**Given text**:
>> start

The present invention provides for the use of clear-binders, packaged by consumable packaging material, which can be directly injected or added together with hot aggregates into the pugmill of bitumen mixing plants or melted into a holding tank prior to injection into the pugmill. The packaging material is made of material that is compatible with the clear-binder and does not significantly modify the properties of the clear-binder itself or that of a product mix containing the clear-binder and packaging material. Ultimately, there should not be any packaging material remaining unmixed in a final clear-binder mix, hence the packaging material is consumable.
There is a definite need for clear-binder product packaging that is strong enough for ease of handling, transport and storage. Such packaging should be economical enough to compete against other types of packaging and should preferably incur little or no release of wastage into the environment. It should ideally be compatible with the material contained within it. The packaging material may have a higher density than that of the contained clear-binder material to facilitate subsequent heating and melting processes.
The present invention provides a composition that may be used as a packaging material for clear-binder products. The composition is composed of plastic or polymer material optionally combined with a clear-binder material. The plastic or polymer material is preferably compatible with the clear-binder product to be packaged and has a melting point that is adjusted so that the material melts when in contact with the hot aggregates used to produce colorless or colored mixes with a clear-binder. Optionally, and prior to packaging, the clear-binder may be mixed together with one or several color pigments used for production of colored mixes depending on the end-user requirements. The invention also provides packages comprising a clear-binder product and a packaging material as described herein. Alternatively, the packaging material may be formed into containers to contain a clear-binder product.
In a preferred practice, the packaging material contains part of the clear-binder itself or derivatives, for the purpose of pre-compatibilization, cost consideration, and to facilitate the dispersion of the packaging into the aggregate mix. During the mixing process, the mass of the hot aggregates raises the temperature of the packaging material and to the clear-binder contained therein. As both packaging material and contained clear-binder melt, the melting and mixing processes proceed simultaneously. The invention permits the avoidance of waste packaging materials that must be disposed of because the materials are incorporated with the clear-binder into the mix. Upon completion of the mixing process, the product mix is used in standard ways.

>> end

**Supplied data**:

>> start

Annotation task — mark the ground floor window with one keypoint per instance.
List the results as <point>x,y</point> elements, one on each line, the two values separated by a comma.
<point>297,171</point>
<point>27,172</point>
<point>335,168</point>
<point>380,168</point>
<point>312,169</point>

>> end

**Given exercise 1**:
Please extract everything in the clear-binder packaging text from "In a preferred" down to "in standard ways.", copying it word for word.
**Given exercise 2**:
Summarize the clear-binder packaging text in two sentences.

**Answer 1**:
In a preferred practice, the packaging material contains part of the clear-binder itself or derivatives, for the purpose of pre-compatibilization, cost consideration, and to facilitate the dispersion of the packaging into the aggregate mix. During the mixing process, the mass of the hot aggregates raises the temperature of the packaging material and to the clear-binder contained therein. As both packaging material and contained clear-binder melt, the melting and mixing processes proceed simultaneously. The invention permits the avoidance of waste packaging materials that must be disposed of because the materials are incorporated with the clear-binder into the mix. Upon completion of the mixing process, the product mix is used in standard ways.

**Answer 2**:
Clear-binders can be packaged in a consumable material and added with hot aggregates into the pugmill of a bitumen mixing plant, or first melted in a holding tank, so that no packaging remains unmixed in the final mix. The packaging is a plastic or polymer material, optionally combined with clear-binder, that is compatible with the binder and melts on contact with the hot aggregates, which avoids waste packaging because the material is incorporated into the mix.